## Try it
Once the images are set aside, print the remaining lines below exactly.
═════ Available records
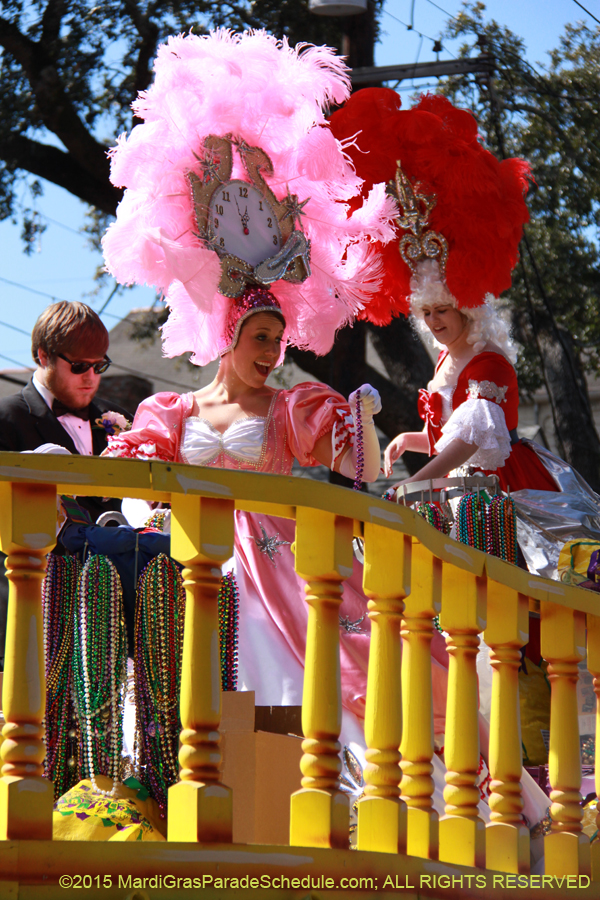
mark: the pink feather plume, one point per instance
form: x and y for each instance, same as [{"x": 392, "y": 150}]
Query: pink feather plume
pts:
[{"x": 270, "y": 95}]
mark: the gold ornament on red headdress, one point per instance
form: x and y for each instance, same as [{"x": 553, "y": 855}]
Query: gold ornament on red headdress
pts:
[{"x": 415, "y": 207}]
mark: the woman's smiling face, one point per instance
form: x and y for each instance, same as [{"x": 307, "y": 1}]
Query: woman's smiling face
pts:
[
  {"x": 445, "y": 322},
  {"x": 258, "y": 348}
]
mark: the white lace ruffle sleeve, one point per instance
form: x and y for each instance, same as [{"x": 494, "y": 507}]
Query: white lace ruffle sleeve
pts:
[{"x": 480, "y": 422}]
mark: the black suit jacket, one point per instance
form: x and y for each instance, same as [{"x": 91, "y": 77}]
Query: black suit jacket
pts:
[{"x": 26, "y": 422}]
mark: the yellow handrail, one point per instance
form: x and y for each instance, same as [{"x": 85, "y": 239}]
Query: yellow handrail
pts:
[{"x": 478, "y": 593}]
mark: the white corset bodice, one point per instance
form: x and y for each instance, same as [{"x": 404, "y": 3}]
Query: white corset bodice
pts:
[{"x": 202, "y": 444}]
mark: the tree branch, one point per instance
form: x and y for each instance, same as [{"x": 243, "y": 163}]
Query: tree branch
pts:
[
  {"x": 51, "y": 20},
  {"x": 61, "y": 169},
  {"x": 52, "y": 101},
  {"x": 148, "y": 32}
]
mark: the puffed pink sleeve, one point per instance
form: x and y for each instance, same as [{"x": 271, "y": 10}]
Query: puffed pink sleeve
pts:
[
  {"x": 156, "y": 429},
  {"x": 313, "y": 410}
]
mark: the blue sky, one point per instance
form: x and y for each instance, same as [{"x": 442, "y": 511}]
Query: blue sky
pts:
══════════
## Solution to the exercise
mark: the pink feather plume, one point per instance
form: x and y for each instance, same as [{"x": 392, "y": 150}]
Query: pink feather plume
pts:
[{"x": 270, "y": 95}]
mark: the gold ornament on red headdress, one point per instance
form: x and y for each instance, same as [{"x": 553, "y": 855}]
Query: gold ornament on red headdress
pts:
[{"x": 415, "y": 207}]
mark: the woman's smiling face, one point per instance
form: x and y for each instance, same as [{"x": 307, "y": 1}]
Query: woman's smiling face
pts:
[
  {"x": 445, "y": 322},
  {"x": 258, "y": 348}
]
mark: the white lace ruffle sleeve, one point per instance
form: x and y for each instance, same as [{"x": 494, "y": 507}]
Query: white lace ruffle sleeve
pts:
[{"x": 480, "y": 422}]
mark: the black suit jacket, one point per instance
form: x and y for each instance, same as [{"x": 91, "y": 77}]
Query: black suit jacket
pts:
[{"x": 26, "y": 422}]
mark: the yellow handrail, one point per instance
form: x and y for each instance, same as [{"x": 85, "y": 239}]
Query: yellow handrail
pts:
[{"x": 478, "y": 593}]
mark: the white corset bodice, one point per instance
form: x and y for each instance, same as [{"x": 404, "y": 3}]
Query: white corset bodice
pts:
[{"x": 202, "y": 444}]
mark: the tree branch, one point per instance
form: x and y for each instance, same as [{"x": 243, "y": 163}]
Query: tree branch
pts:
[
  {"x": 51, "y": 20},
  {"x": 61, "y": 169},
  {"x": 52, "y": 101},
  {"x": 148, "y": 32}
]
mark: the puffed pink sleeve, one point per instance
form: x and y for each instance, same as [{"x": 271, "y": 10}]
Query: puffed pink sleeve
pts:
[
  {"x": 156, "y": 429},
  {"x": 313, "y": 410}
]
mark: the blue sky, one point per instance
form: x and y for each instance, same as [{"x": 442, "y": 511}]
Query: blue sky
pts:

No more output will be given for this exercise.